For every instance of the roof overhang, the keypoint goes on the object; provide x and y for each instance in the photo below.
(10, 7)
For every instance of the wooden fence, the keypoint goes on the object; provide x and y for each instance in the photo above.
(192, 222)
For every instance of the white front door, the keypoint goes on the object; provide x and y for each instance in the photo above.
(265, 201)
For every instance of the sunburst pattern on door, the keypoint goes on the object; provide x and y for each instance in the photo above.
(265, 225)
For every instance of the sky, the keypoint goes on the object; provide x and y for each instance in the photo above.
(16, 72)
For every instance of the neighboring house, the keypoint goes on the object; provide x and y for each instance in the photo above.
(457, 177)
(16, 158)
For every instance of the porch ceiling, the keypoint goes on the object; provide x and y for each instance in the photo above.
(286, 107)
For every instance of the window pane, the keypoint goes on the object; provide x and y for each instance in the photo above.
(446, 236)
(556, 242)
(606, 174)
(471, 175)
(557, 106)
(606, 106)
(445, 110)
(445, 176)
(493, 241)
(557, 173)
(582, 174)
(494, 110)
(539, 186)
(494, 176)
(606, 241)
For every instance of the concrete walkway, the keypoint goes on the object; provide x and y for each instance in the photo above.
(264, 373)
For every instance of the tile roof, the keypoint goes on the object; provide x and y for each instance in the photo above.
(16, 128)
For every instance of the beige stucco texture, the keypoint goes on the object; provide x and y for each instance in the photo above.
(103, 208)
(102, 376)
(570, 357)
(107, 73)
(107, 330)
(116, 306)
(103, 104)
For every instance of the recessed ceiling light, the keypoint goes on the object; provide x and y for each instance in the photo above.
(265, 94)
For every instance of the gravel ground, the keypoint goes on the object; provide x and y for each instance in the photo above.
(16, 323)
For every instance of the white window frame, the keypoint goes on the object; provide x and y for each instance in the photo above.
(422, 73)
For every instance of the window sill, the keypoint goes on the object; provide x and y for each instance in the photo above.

● WRITTEN REQUEST: Extract all the entries word for word.

● SOLUTION FOR THIS PROBLEM:
For every instance of the roof overhang, the keypoint goes on the object; provide x and y for each instance in the photo below.
(10, 7)
For every instance of the wooden fence, the keypoint goes on the object; provide x and y for each instance in the photo above.
(192, 222)
For every instance of the white front door, the keypoint goes on the object; provide x and y for each instance in the photo above.
(265, 201)
For every instance of the sunburst pattern on door, the keypoint goes on the object; provide x and y for each instance in the photo above.
(265, 225)
For every instance of the sky, the keypoint goes on the object; provide x and y for each instance in the photo above.
(16, 72)
For every instance of the neighboring house, the keypoint goes on the object; provide x and y for each instance in the photo above.
(457, 177)
(16, 158)
For every instance of the porch ceiling, the keypoint goes on the object; provide x and y for each instance in the photo above.
(286, 107)
For every instance of the window pane, the keypoint goes on the object; provide x and y for each instance in the photo above.
(446, 236)
(556, 242)
(606, 174)
(471, 175)
(557, 106)
(606, 106)
(445, 110)
(445, 176)
(493, 241)
(557, 173)
(582, 174)
(494, 110)
(539, 186)
(494, 176)
(606, 241)
For every instance of the concrete walkway, the keypoint goes on the object; provide x and y for each instance in the photo above.
(264, 373)
For every instance of the tile roof, the keypoint goes on the object; provide x and y for each instance in the photo above.
(16, 128)
For every instance of the beige stucco texture, the keypoint goes on the object; provide x and y for each instance in the photo above.
(103, 208)
(102, 376)
(570, 357)
(107, 73)
(107, 330)
(116, 306)
(103, 104)
For every instance of the recessed ceiling light, the keypoint goes on the object; provide x and y for each instance in the photo above.
(265, 94)
For every instance of the gravel ground, the keypoint goes on the object; provide x and y for each instance in the photo above.
(16, 323)
For every instance of the white window frame, the keypoint goes on the object; provide x and y for each instance in the photo above.
(422, 73)
For every instance of the window sill, the keypoint goes on the object; provide x and y for each instance in the photo above.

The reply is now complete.